ページ抜粋
════
FP2級過去問題 2024年9月学科試験 問35

問35

給与所得者の所得税の確定申告に関する次の記述のうち、最も適切なものはどれか。なお、各選択肢において、記載された所得以外の所得は考慮しないものとする。また、いずれも適切に源泉徴収等がされ、年末調整すべきものは年末調整が済んでいるものとする。
  1. A社からの給与の収入金額が3,000万円で、B社からの原稿料収入に係る雑所得の金額が15万円ある場合、確定申告は不要である。
  2. C社からの給与の収入金額が800万円で、アルバイトとして兼業しているD社からの給与の収入金額が30万円ある場合、確定申告は不要である。
  3. E社からの給与の収入金額が800万円で、生命保険の満期保険金に係る一時所得の金額が50万円ある場合、確定申告は不要である。
  4. F社からの給与の収入金額が70万円で、老齢基礎年金および老齢厚生年金の公的年金に係る雑所得の金額が250万円ある場合、確定申告は不要である。

正解 4

問題難易度
肢111.8%
肢210.0%
肢333.2%
肢445.0%

解説

給与所得のみの人は、原則として勤務先で年末調整を受けることで確定申告が不要となります。しかし、給与所得者であっても次のいずれかに該当する場合には所得税の確定申告をしなければなりません。
  • 給与の年間収入金額が2,000万円を超える人(年末調整の対象外)
  • 給与所得および退職所得以外の所得金額の合計が20万円を超える人
  • 2つ以上の会社から給与支払いを受けている人で、「年末調整を受けていない給与収入」と「給与所得および退職所得以外の所得金額」の合計が20万円を超える人
  • 同族会社の役員やその親族などで、その同族会社から貸付金の利子や資産の賃貸料などを受け取っている
  • 医療費控除・寄附金控除・雑損控除の適用を受けようとする人
  1. 不適切。給与の年間収入金額が2,000万円を超えているため、年末調整の対象外となります。よって、確定申告が必要です。
  2. 不適切。2つ以上の会社からの給与収入がある場合、主たる給与(C社の給与)は年末調整が行われますが、従たる給与(D社の給与)は年末調整が行われません。本肢では、年末調整が行われていないほうのD社の給与額が20万円を超えているため、確定申告が必要です。
════
収集したデータ:

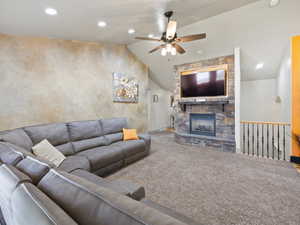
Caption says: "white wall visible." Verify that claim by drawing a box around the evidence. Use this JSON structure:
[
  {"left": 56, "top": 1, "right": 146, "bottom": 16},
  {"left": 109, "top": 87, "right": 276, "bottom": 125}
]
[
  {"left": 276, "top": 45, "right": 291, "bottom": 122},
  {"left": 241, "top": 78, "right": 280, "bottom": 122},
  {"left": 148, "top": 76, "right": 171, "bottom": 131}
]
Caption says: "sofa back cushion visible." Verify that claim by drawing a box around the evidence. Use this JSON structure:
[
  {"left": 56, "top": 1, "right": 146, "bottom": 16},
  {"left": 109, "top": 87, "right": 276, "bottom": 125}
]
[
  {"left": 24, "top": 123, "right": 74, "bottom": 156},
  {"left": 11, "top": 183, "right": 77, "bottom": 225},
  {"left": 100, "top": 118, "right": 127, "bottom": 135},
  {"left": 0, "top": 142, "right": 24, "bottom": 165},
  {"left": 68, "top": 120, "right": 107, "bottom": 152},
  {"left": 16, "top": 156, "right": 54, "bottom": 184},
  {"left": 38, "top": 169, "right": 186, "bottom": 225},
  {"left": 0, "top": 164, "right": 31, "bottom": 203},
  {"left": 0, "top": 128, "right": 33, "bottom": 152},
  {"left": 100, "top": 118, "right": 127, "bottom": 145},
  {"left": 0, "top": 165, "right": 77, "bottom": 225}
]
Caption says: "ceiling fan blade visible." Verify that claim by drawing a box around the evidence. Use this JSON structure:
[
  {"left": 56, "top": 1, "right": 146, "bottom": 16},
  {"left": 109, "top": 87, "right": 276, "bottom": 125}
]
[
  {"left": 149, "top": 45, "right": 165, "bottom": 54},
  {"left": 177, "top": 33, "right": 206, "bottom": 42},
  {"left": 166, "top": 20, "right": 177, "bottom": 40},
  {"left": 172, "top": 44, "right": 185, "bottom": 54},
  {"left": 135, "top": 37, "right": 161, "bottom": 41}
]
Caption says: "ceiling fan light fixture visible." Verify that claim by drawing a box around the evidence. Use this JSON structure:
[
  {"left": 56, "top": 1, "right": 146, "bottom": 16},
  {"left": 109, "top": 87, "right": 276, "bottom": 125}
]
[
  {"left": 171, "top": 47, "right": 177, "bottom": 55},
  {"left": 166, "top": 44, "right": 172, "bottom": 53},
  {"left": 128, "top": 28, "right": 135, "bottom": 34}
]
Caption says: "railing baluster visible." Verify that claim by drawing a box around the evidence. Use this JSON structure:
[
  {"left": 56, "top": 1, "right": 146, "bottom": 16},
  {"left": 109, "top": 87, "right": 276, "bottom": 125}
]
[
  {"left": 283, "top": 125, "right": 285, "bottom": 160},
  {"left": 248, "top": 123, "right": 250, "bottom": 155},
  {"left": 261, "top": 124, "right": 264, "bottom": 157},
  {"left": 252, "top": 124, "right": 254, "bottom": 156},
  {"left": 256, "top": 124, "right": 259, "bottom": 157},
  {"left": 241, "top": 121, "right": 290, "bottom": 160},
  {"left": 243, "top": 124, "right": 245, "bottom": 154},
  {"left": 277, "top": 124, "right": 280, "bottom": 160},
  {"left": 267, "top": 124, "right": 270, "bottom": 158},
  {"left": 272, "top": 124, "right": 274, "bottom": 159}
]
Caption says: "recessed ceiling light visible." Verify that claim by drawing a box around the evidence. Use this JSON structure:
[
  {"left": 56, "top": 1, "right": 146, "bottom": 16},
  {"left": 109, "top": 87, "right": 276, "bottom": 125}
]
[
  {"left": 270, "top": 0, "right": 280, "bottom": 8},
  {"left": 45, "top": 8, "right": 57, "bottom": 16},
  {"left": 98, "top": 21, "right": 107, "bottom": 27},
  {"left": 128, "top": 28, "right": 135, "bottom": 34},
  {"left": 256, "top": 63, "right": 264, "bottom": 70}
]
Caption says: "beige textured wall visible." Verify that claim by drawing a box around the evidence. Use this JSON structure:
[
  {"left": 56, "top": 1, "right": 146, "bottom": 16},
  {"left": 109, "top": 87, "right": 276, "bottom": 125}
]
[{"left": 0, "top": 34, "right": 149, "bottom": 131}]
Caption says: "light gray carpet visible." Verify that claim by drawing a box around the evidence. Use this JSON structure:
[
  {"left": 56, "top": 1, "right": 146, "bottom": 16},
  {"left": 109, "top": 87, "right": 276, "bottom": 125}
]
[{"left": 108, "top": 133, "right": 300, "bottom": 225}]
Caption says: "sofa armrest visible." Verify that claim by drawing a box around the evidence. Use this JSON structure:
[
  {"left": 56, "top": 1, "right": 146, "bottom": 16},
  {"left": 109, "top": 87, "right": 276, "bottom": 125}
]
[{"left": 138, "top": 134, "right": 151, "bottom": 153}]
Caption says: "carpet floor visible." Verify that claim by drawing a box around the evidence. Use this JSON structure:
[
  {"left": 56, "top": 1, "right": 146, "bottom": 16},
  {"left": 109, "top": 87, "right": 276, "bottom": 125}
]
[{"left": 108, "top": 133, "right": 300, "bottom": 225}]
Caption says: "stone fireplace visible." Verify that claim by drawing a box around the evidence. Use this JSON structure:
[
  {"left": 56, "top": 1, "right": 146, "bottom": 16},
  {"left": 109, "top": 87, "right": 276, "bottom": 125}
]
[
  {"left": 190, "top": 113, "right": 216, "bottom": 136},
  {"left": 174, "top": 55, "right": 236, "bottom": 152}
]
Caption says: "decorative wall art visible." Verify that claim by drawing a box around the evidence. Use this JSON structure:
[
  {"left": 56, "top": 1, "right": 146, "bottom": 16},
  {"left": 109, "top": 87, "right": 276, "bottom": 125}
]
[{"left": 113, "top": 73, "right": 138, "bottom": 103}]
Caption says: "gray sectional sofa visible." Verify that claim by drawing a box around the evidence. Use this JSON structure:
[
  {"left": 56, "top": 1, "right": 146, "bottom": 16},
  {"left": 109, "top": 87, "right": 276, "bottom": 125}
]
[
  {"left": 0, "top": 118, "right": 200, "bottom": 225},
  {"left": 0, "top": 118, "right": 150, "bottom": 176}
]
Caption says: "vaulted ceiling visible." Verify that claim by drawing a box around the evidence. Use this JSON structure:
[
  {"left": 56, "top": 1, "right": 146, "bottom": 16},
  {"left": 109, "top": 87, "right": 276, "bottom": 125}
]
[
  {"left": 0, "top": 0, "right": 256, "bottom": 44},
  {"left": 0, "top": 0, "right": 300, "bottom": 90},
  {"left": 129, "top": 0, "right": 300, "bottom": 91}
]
════
作業内容
上のページ抜粋を、「給与所得者の所得税の確定申告」を含む箇所から打ち直し、「雑所得の金額が250万円ある場合、確定申告は不要である。」まで書いたところで止めてください。

解答
給与所得者の所得税の確定申告に関する次の記述のうち、最も適切なものはどれか。なお、各選択肢において、記載された所得以外の所得は考慮しないものとする。また、いずれも適切に源泉徴収等がされ、年末調整すべきものは年末調整が済んでいるものとする。
  1. A社からの給与の収入金額が3,000万円で、B社からの原稿料収入に係る雑所得の金額が15万円ある場合、確定申告は不要である。
  2. C社からの給与の収入金額が800万円で、アルバイトとして兼業しているD社からの給与の収入金額が30万円ある場合、確定申告は不要である。
  3. E社からの給与の収入金額が800万円で、生命保険の満期保険金に係る一時所得の金額が50万円ある場合、確定申告は不要である。
  4. F社からの給与の収入金額が70万円で、老齢基礎年金および老齢厚生年金の公的年金に係る雑所得の金額が250万円ある場合、確定申告は不要である。